Prompt –
Read the records below. Copy each line where the string "point" occurs.
####################
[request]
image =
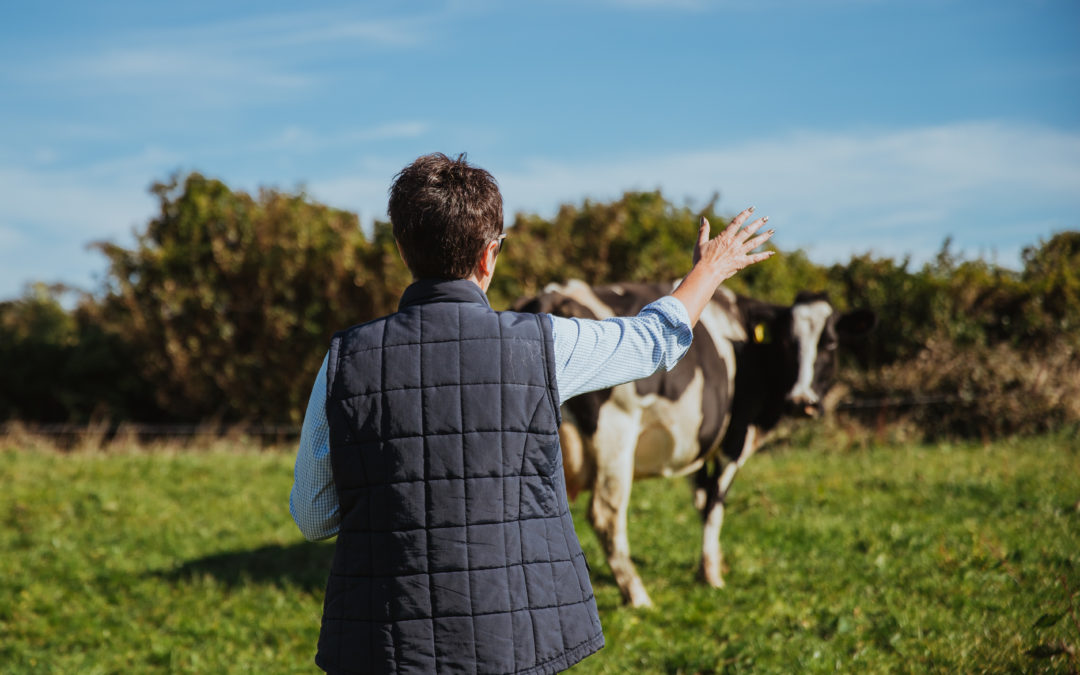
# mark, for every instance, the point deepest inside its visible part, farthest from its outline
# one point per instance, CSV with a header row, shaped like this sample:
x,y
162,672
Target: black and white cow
x,y
750,364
####################
Solution to this problem –
# mark, for every instance, the point deepest inside its visible part, farthest from its outline
# one point per instance, CSV with a header row, shaped like this sample:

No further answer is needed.